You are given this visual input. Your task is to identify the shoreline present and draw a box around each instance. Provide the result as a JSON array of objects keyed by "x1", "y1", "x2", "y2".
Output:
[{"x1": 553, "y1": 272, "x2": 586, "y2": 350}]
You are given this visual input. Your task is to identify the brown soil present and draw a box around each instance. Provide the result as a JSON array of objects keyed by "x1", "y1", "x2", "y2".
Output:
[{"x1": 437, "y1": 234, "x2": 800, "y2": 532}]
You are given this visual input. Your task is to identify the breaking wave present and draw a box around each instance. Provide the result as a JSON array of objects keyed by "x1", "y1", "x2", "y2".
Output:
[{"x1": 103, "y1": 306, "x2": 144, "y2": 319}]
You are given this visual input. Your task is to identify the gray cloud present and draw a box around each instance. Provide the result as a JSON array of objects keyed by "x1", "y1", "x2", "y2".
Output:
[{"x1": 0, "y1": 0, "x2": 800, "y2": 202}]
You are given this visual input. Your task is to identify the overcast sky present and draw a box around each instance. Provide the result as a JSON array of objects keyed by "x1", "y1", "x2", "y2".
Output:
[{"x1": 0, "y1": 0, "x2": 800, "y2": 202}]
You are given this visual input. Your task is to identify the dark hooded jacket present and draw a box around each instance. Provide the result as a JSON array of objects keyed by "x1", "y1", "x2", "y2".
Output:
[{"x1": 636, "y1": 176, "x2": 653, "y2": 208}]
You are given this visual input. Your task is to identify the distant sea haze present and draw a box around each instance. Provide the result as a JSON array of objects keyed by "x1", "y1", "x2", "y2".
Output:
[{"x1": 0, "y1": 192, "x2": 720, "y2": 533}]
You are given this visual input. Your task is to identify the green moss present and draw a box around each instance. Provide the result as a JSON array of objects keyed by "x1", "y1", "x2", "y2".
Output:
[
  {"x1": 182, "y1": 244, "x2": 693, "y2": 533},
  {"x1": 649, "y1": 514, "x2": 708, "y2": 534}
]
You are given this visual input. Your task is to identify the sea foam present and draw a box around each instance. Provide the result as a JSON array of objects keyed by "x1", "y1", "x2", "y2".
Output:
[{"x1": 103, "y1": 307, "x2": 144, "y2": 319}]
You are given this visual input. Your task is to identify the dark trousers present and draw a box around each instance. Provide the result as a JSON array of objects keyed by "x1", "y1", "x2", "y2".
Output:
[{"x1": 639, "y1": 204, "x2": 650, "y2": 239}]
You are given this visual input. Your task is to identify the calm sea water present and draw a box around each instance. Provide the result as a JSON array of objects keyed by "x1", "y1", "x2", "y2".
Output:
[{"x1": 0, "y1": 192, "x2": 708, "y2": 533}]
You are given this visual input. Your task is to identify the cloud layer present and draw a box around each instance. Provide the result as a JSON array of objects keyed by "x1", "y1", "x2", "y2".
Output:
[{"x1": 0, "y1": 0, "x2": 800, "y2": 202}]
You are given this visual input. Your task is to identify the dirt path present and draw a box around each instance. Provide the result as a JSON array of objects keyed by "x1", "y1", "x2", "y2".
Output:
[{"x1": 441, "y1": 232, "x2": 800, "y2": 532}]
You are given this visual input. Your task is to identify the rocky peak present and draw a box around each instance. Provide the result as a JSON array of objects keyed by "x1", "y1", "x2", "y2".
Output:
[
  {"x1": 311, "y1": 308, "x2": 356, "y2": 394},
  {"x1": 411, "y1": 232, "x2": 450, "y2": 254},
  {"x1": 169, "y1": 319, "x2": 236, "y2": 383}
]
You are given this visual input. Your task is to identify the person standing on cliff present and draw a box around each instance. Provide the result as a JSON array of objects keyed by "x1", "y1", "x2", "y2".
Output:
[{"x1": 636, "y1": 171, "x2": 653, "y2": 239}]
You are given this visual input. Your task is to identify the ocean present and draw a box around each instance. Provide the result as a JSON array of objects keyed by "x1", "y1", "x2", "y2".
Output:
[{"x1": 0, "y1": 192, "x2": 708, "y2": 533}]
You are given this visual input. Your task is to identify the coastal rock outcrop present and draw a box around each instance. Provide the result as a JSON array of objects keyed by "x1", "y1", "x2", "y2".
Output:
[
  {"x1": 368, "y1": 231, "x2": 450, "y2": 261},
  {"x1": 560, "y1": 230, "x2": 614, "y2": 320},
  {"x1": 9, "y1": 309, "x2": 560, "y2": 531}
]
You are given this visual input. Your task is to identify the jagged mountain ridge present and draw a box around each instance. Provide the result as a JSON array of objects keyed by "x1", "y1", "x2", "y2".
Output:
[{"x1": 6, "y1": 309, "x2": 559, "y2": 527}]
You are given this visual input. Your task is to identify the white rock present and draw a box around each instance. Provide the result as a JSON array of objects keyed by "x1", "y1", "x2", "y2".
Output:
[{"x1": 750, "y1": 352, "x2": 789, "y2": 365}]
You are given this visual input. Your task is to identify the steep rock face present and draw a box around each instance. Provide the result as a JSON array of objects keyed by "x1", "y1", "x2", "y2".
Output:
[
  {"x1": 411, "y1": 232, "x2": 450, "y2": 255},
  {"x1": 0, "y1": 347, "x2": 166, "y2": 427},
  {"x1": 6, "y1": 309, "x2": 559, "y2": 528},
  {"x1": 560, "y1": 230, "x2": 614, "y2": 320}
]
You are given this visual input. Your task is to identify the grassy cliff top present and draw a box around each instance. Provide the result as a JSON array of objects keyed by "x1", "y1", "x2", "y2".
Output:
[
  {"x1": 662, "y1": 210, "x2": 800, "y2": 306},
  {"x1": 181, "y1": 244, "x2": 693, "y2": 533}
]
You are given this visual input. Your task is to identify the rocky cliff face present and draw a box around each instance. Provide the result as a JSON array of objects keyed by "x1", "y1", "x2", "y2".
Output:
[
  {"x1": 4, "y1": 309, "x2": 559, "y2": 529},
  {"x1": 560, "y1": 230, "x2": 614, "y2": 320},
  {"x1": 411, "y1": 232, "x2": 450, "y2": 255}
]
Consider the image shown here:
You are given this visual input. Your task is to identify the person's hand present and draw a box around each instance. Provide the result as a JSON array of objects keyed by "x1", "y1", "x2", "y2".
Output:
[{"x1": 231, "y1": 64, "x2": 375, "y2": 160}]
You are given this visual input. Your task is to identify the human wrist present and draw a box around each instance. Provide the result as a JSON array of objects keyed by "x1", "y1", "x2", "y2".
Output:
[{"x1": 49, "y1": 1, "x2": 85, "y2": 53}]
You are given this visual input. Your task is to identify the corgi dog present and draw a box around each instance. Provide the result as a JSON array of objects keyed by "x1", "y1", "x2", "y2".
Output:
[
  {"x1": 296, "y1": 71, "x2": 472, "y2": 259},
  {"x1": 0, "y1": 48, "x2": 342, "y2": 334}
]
--
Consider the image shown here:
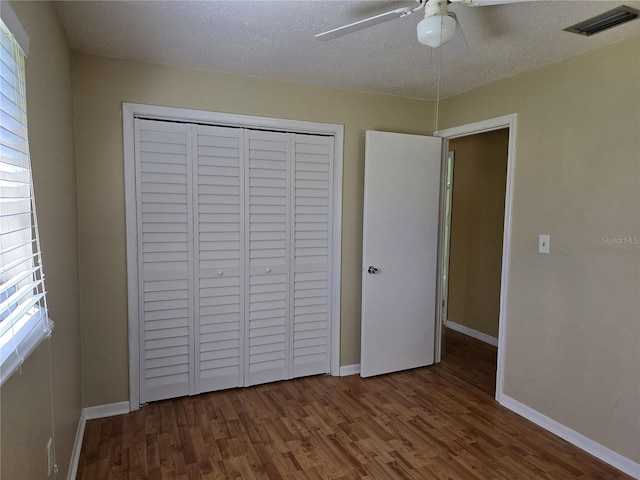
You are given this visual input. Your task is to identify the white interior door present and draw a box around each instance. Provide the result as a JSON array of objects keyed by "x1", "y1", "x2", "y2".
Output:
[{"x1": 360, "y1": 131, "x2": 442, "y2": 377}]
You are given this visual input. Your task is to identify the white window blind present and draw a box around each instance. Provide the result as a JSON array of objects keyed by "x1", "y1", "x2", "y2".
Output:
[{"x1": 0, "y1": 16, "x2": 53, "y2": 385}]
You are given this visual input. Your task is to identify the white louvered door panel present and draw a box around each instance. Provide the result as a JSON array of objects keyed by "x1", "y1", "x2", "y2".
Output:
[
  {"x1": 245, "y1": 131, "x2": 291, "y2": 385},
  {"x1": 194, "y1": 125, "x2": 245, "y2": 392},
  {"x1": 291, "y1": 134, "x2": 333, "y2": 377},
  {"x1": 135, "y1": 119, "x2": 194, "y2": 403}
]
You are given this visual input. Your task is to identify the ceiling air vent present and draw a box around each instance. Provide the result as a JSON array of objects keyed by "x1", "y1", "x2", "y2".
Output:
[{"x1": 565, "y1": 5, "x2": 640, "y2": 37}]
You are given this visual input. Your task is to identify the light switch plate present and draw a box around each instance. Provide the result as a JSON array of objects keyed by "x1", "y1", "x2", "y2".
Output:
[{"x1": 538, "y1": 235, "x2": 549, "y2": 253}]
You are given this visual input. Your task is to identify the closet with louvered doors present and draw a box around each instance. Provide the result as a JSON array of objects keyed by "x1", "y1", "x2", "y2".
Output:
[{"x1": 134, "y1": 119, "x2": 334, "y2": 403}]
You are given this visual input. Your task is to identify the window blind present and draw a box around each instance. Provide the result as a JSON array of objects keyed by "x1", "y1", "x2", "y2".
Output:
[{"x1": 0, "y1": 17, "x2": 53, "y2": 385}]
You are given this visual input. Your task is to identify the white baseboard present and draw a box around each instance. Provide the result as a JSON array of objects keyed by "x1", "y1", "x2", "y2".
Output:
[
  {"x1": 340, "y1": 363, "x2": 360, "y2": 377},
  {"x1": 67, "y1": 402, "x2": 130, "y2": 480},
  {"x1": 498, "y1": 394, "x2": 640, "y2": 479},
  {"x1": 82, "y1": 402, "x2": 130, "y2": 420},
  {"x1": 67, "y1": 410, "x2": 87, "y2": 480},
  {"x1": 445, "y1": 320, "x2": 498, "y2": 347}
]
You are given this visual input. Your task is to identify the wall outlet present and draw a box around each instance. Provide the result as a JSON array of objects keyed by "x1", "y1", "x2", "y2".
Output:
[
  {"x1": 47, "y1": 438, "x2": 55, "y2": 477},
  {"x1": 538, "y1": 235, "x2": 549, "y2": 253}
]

WORK TO COMPLETE:
Report every line of the data above that contains the word "dark", copying each such line in full.

PROBLEM SOLUTION:
You are given this visual input. Your task is to identify the dark hooded jacket present and draw a box around each instance. Provide the result as a JSON array of objects keyed by "x1", "y1", "x2", "y2".
You are given this visual input. Your task is to identify the dark trousers present and draw a box around each instance. Provide the result as a JSON array of objects keyed by "x1", "y1", "x2", "y2".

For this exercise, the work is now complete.